Civilização do automóvel dá sinais de esgotamento – A
nefasta cultura do carrocentrismo
Muito se falou e se
comentou do caráter fragmentário e da ausência de bandeiras claras nas grandes
manifestações de junho de 2013. Uma delas, entretanto, funcionou como um forte
elemento agregador: a mobilidade urbana – ninguém aguenta mais a dificuldade de
ir e vir nas grandes cidades, particularmente aqueles que dependem do
transporte coletivo.
O estopim do vagalhão
das manifestações que explodiram em todo país teve a sua origem na violenta
repressão contra a manifestação convocada pelo Movimento do Passe Livre – MPL
no dia 13 de junho em São Paulo. A manifestação do MPL tinha uma reivindicação
clara, concreta e objetiva: revogar o aumento da tarifa do transporte coletivo
na capital paulista.
A consigna do MPL
“Por uma vida sem catracas” que anuncia a reivindicação da bandeira “Tarifa
Zero” se transformou ao longo das manifestações na consigna “Muito mais do que
0,20 centavos” – da luta pelo transporte acessível a todas e todos e como um
direito universal derivou para inúmeras outras bandeiras.
O tema da mobilidade,
porém, ganhou centralidade e visibilidade jamais alcançada. Ao ponto de que nos
cinco pactos proposto pela presidente Dilma Rousseff para aplacar o furor das
ruas, encontra-se em destaque o anúncio do “investimento de 50 bilhões de reais
em mobilidade urbana para transportes, com metrô e ônibus”.
Nos dias subsequentes
às grandes manifestações e como que num efeito dominó, dezenas de cidades
anunciaram a redução nas tarifas e investimentos no transporte coletivo. Muitas
CPIs foram abertas nas Câmaras Municipais de diversas cidades com a promessa de
devassa na ‘caixa preta’ das planilhas que definem o valor da tarifa.
O maior ganho,
entretanto, é o fato incontestável de que a agenda da mobilidade urbana entrou
em cheio na agenda do debate do país e deverá ganhar destaque nas eleições de
2014. Ainda mais: há um cansaço com o discurso demagógico dos políticos sobre o
tema da mobilidade, exige-se menos retórica e iniciativas concretas.
É sintomático que um
dos alvos da ira popular nas manifestações tenham sido as megas arenas para a
Copa do Mundo como simbologia do dinheiro público gasto de forma desmedida sem
a efetiva contrapartida em obras de mobilidade. O legado da Copa – a promessa
de uma cidade melhor que ameaçava se esfumaçar, pode retornar pela pressão das
ruas.
A grande novidade das
jornadas de junho de 2013 é o anúncio de que outra cidade é possível. Uma
cidade que privilegie a mobilidade coletiva em detrimento da mobilidade
individual.
Uma cidade moderna
destaca Uirá Felipe Lourenço, presidente da ONG Rodas da Paz, entrevistado pelo
em entrevista ao IHU é aquela que “investe em transporte coletivo e no
transporte não motorizado, investe em corredores exclusivos de ônibus, em
integração, em moderação de tráfego, em ciclovias, ciclofaixas e calçadas
contínuas e de boa qualidade”.

MATERIAL >>
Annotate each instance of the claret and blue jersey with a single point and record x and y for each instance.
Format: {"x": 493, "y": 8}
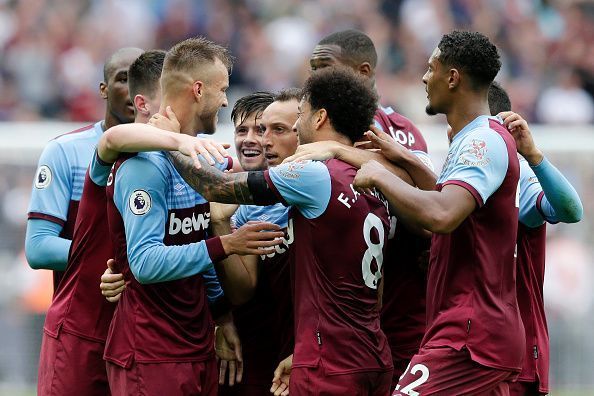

EXERCÍCIO CURTO A >> Transcreva fielmente o trecho do texto sobre mobilidade urbana que começa em "Nos dias subsequentes" e termina em "e iniciativas concretas.".
EXERCÍCIO CURTO B >> Escreva a continuação do texto sobre mobilidade urbana e as manifestações de junho de 2013, a partir do ponto em que ele termina.
Os dados são um material à parte, sem relação com o texto de origem.

RESPOSTA CORRETA A >>
Nos dias subsequentes
às grandes manifestações e como que num efeito dominó, dezenas de cidades
anunciaram a redução nas tarifas e investimentos no transporte coletivo. Muitas
CPIs foram abertas nas Câmaras Municipais de diversas cidades com a promessa de
devassa na ‘caixa preta’ das planilhas que definem o valor da tarifa.
O maior ganho,
entretanto, é o fato incontestável de que a agenda da mobilidade urbana entrou
em cheio na agenda do debate do país e deverá ganhar destaque nas eleições de
2014. Ainda mais: há um cansaço com o discurso demagógico dos políticos sobre o
tema da mobilidade, exige-se menos retórica e iniciativas concretas.

RESPOSTA CORRETA B >>
O grande desafio é
superar a cultura carrocentrista – que tem deixado um rastro desolador:
poluição, congestionamentos, acidentes de trânsito, mortes, perda de
produtividade, tensão, estresse, barulho, desigualdade no uso do espaço urbano
e isolamento social – o carro apartando um dos outros.
A superação da
cultura carrocentrista exige nova mentalidade e políticas públicas ousadas.
A nefasta cultura
carrocentrismo
Há exatos 40 anos
atrás, num ensaio considerado visionário André Gorz publicou um texto
intitulado ‘Le Sauvage’ [O Selvagem]. O ensaio, datado de 1973, é considerado
pelos ambientalistas como o ‘Manifesto contra o carro’ por antecipar a tragédia
da civilização do automóvel. No texto, Gorz afirma que “o carro fez a cidade
grande inabitável, a fez fedorenta, barulhenta, sufocante, empoeirada,
congestionada”.
O carro instaurou uma
lógica e um estilo de vida que promete liberdade, mas no lugar de ir e vir se
tornou uma espécie de cárcere privado. Paradoxalmente, promete agilidade, mas proporciona
a lentidão dos tempos pré-industriais. Promete ganhar tempo, mas na realidade
faz perder tempo.
Eles entopem os
estacionamentos das universidades privadas e públicas, dos aeroportos, dos
shoppings, dos supermercados. Estacionar já se tornou um drama. Ter uma vaga
cativa – e gratuita – é um privilégio que se assemelha ao da casa própria. Nos
grandes centros já é mais caro estacionar do que almoçar.
O estresse no
trânsito é alto, os engarrafamentos enormes, a irritação é grande, mas ninguém
quer abrir mão do carro. E ainda tem mais: quanto mais potente, belo e
equipado, melhor. Uma das novidades é o GPS a bordo. Todos querem. Agora,
destaca um twitter de Ricardo Abramovay, as montadoras estão experimentando uma
nova fórmula, num esforço de gerar novas fontes de vendas com os SUVs: “Os
assentos estão em uma posição mais elevada, de comando, que faz você se sentir
superior”, diz J Mays, vice-presidente do grupo de design da Ford Motor Co.,
empresa que liderou o boom dos SUVs nos EUA na década de 90, com seus modelos
relativamente grandes.
A ideia subliminar é
que dirigir um SUV oferece a sensação de prazer e poder que um popular não
oferece.
O sociólogo Richard
Sennett, em seu livro A nova cultura do capitalismo, afirma que as pessoas se
movem pela “paixão consumptiva” que assume as formas de “envolvimento em
imagística e incitação pela potência”, ou seja, as pessoas quando consomem não
compram apenas produtos, mas prazer e poder.
O carro exerce esse
fascínio. Segundo Guillermo Giucci em entrevista à IHU On-line, “o objeto
automóvel ultrapassou o valor de uso” e se transformou “numa extensão protética
do ser”. O psicanalista Jorge Forbes, na mesma perspectiva, afirma que o carro
se transforma em “prótese que possibilita a pessoa humana estender o corpo biológico
às dimensões do seu desejo”. “O carro é mais ou menos como a roupa. É a forma
como o dono se apresenta para a sociedade. Está presente no dia a dia e revela
um pouco da personalidade do proprietário”, analisa Carlos Campos, consultor de
montadoras.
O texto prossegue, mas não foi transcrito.